> **About this exercise**
Could you retype all of the entries below word for word?
━━ Data shown
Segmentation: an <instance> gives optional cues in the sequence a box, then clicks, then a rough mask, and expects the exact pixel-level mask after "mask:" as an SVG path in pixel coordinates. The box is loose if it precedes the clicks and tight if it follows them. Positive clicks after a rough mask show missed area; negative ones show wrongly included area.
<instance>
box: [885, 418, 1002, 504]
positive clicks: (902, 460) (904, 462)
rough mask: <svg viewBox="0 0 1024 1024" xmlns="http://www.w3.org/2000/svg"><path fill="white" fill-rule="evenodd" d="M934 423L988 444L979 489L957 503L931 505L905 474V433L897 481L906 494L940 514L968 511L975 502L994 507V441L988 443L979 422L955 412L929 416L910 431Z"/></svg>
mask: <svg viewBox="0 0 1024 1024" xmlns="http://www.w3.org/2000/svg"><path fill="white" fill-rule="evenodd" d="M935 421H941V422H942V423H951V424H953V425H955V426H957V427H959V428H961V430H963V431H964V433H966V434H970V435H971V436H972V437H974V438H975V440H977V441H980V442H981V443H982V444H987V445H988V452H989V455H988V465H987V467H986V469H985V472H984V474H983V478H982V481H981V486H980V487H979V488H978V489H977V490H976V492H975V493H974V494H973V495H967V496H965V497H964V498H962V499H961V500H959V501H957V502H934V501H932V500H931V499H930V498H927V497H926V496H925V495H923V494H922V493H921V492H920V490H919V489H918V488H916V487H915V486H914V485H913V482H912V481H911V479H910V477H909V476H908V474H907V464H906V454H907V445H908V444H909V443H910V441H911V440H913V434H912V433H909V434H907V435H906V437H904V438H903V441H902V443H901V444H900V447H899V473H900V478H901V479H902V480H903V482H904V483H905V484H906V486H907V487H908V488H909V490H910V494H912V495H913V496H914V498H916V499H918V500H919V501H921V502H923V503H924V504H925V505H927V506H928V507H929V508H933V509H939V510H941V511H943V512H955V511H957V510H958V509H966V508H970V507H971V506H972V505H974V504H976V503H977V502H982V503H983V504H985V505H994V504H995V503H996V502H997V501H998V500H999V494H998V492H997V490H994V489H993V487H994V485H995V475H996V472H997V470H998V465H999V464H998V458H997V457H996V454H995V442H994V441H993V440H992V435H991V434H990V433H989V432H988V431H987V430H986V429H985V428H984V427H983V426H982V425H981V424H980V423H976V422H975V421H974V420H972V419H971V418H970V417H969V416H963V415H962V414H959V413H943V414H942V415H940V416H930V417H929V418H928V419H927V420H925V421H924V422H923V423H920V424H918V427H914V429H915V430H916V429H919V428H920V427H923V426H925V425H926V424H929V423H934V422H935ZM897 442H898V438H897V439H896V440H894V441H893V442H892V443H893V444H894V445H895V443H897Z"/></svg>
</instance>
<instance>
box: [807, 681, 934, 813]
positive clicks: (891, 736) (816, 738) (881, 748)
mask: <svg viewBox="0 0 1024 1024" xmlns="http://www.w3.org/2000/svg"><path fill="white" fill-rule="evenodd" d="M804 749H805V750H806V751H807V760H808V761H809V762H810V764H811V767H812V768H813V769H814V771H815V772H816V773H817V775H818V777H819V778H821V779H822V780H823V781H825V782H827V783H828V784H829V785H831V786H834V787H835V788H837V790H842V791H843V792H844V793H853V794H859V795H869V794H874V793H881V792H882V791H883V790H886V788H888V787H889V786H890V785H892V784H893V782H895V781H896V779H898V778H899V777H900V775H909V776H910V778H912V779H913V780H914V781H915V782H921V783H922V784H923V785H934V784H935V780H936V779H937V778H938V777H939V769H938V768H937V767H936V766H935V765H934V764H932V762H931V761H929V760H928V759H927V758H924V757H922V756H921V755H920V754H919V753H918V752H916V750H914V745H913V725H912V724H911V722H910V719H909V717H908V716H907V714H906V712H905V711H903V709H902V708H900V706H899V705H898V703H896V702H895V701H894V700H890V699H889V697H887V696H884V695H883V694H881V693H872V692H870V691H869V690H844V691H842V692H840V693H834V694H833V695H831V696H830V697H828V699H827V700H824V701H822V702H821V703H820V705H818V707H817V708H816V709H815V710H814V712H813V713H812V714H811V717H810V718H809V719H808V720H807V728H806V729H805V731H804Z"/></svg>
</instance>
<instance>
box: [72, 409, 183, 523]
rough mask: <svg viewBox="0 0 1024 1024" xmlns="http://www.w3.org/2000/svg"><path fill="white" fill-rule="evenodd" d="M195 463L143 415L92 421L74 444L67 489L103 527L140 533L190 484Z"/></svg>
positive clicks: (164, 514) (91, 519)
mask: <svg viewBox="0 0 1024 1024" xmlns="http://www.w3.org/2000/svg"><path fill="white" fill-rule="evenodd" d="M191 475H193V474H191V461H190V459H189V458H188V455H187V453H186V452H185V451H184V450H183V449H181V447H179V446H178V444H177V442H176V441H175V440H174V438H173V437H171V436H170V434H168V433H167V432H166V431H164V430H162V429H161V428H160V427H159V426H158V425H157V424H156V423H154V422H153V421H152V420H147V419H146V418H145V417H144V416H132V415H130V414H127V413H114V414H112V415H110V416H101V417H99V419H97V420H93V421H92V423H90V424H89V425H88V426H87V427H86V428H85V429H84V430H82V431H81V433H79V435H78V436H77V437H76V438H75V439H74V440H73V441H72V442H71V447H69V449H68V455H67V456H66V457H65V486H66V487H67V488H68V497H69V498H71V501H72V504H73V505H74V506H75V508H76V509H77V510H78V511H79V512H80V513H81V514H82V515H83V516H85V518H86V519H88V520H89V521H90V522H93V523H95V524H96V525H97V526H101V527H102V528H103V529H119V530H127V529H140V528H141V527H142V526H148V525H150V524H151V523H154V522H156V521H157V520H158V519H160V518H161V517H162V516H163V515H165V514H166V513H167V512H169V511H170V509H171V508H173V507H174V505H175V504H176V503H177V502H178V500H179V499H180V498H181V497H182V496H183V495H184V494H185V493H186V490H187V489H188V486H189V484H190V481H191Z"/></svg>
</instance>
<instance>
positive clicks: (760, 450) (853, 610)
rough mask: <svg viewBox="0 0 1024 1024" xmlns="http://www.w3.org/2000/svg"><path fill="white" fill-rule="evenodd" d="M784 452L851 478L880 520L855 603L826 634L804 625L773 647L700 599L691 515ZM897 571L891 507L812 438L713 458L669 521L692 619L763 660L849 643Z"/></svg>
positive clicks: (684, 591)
━━━━
> **Your response**
Segmentation: an <instance> gives optional cues in the sequence a box, then clicks, then a rough mask, and expects the exact pixel-level mask after "mask:" as an SVG path in pixel coordinates. The box is loose if it precedes the clicks and tight if it follows them. Positive clicks after a rough mask show missed area; negative ones show wrongly included area.
<instance>
box: [885, 418, 1002, 504]
positive clicks: (902, 460) (904, 462)
rough mask: <svg viewBox="0 0 1024 1024" xmlns="http://www.w3.org/2000/svg"><path fill="white" fill-rule="evenodd" d="M934 423L988 444L979 489L957 503L931 505L905 474V433L897 481L906 494L940 514L968 511L975 502L994 507V441L988 443L979 422L955 412L929 416L910 431Z"/></svg>
mask: <svg viewBox="0 0 1024 1024" xmlns="http://www.w3.org/2000/svg"><path fill="white" fill-rule="evenodd" d="M935 421H941V422H942V423H951V424H953V425H955V426H957V427H959V428H961V430H963V431H964V433H966V434H970V435H971V436H972V437H974V438H975V440H977V441H980V442H981V443H982V444H987V445H988V452H989V455H988V465H987V467H986V469H985V472H984V474H983V478H982V481H981V486H980V487H979V488H978V489H977V490H976V492H975V493H974V494H973V495H967V496H965V497H964V498H962V499H961V500H959V501H957V502H934V501H932V500H931V499H930V498H927V497H926V496H925V495H923V494H922V493H921V492H920V490H919V489H918V488H916V487H915V486H914V485H913V482H912V481H911V479H910V477H909V476H908V474H907V464H906V454H907V445H908V444H909V443H910V441H911V440H913V434H912V433H909V434H907V435H906V437H904V438H903V441H902V443H901V444H900V447H899V473H900V478H901V479H902V480H903V482H904V483H905V484H906V486H907V487H908V488H909V490H910V494H912V495H913V496H914V498H916V499H918V500H919V501H921V502H923V503H924V504H925V505H927V506H928V507H929V508H933V509H939V510H941V511H943V512H955V511H957V510H958V509H966V508H970V507H971V506H972V505H974V504H976V503H977V502H982V503H983V504H985V505H994V504H995V503H996V502H997V501H998V500H999V494H998V492H997V490H994V489H993V487H994V485H995V475H996V472H997V470H998V465H999V464H998V458H997V457H996V454H995V442H994V441H993V440H992V435H991V434H990V433H989V432H988V431H987V430H986V429H985V428H984V427H983V426H982V425H981V424H980V423H976V422H975V421H974V420H972V419H971V418H970V417H969V416H963V415H962V414H959V413H943V414H942V415H940V416H930V417H929V418H928V419H927V420H925V421H924V422H923V423H920V424H918V427H914V429H915V430H916V429H919V428H920V427H923V426H925V425H926V424H929V423H934V422H935ZM897 442H898V438H897V439H896V440H894V441H893V442H892V443H893V444H894V445H895V443H897Z"/></svg>
</instance>
<instance>
box: [807, 681, 934, 813]
positive clicks: (891, 736) (816, 738) (881, 748)
mask: <svg viewBox="0 0 1024 1024" xmlns="http://www.w3.org/2000/svg"><path fill="white" fill-rule="evenodd" d="M804 749H805V750H806V751H807V760H808V761H809V762H810V764H811V767H812V768H813V769H814V771H815V772H816V773H817V775H818V777H819V778H821V779H822V780H823V781H825V782H827V783H828V784H829V785H831V786H834V787H835V788H837V790H842V791H843V792H844V793H853V794H859V795H869V794H874V793H881V792H882V791H883V790H886V788H888V787H889V786H890V785H892V784H893V782H895V781H896V779H898V778H899V777H900V775H909V776H910V778H912V779H913V780H914V781H915V782H921V783H922V784H923V785H934V784H935V780H936V779H937V778H938V777H939V769H938V768H937V767H936V766H935V765H934V764H932V762H931V761H929V760H928V759H927V758H924V757H922V756H921V755H920V754H919V753H918V752H916V750H914V745H913V725H912V724H911V722H910V719H909V717H908V716H907V714H906V712H905V711H903V709H902V708H900V706H899V705H898V703H896V702H895V701H894V700H890V699H889V697H887V696H884V695H883V694H881V693H872V692H870V691H869V690H844V691H842V692H840V693H834V694H833V695H831V696H830V697H828V699H827V700H824V701H822V702H821V703H820V705H818V707H817V708H816V709H815V710H814V712H813V713H812V714H811V717H810V718H809V719H808V720H807V728H806V729H805V731H804Z"/></svg>
</instance>
<instance>
box: [72, 409, 183, 523]
rough mask: <svg viewBox="0 0 1024 1024" xmlns="http://www.w3.org/2000/svg"><path fill="white" fill-rule="evenodd" d="M195 463L143 415L92 421L74 444L67 489L103 527L140 533L190 484Z"/></svg>
positive clicks: (164, 514) (91, 519)
mask: <svg viewBox="0 0 1024 1024" xmlns="http://www.w3.org/2000/svg"><path fill="white" fill-rule="evenodd" d="M191 475H193V474H191V461H190V459H189V458H188V455H187V453H186V452H185V451H184V450H183V449H181V447H179V446H178V444H177V442H176V441H175V440H174V438H173V437H171V436H170V434H168V433H167V432H166V431H164V430H162V429H161V428H160V427H159V426H158V425H157V424H156V423H154V422H153V421H152V420H147V419H146V418H145V417H144V416H132V415H130V414H127V413H114V414H112V415H110V416H101V417H99V419H97V420H93V421H92V423H90V424H89V425H88V426H87V427H86V428H85V429H84V430H82V431H81V433H79V435H78V436H77V437H76V438H75V439H74V440H73V441H72V442H71V447H69V449H68V455H67V456H66V457H65V486H66V487H67V488H68V497H69V498H71V501H72V504H73V505H74V506H75V508H76V509H77V510H78V511H79V512H80V513H81V514H82V515H83V516H85V518H86V519H88V520H89V521H90V522H93V523H95V524H96V525H97V526H101V527H102V528H103V529H119V530H127V529H140V528H141V527H142V526H148V525H150V524H151V523H154V522H156V521H157V520H158V519H160V518H161V517H162V516H163V515H165V514H166V513H167V512H169V511H170V509H171V508H173V507H174V505H175V504H176V503H177V502H178V500H179V499H180V498H181V497H182V496H183V495H184V494H185V493H186V490H187V489H188V486H189V484H190V481H191Z"/></svg>
</instance>
<instance>
positive clicks: (760, 450) (853, 610)
rough mask: <svg viewBox="0 0 1024 1024" xmlns="http://www.w3.org/2000/svg"><path fill="white" fill-rule="evenodd" d="M784 452L851 478L880 520L855 603L826 634L804 625L773 647L700 599L691 515ZM897 571L891 507L812 438L713 458L669 521L692 619L763 660L849 643Z"/></svg>
positive clicks: (684, 591)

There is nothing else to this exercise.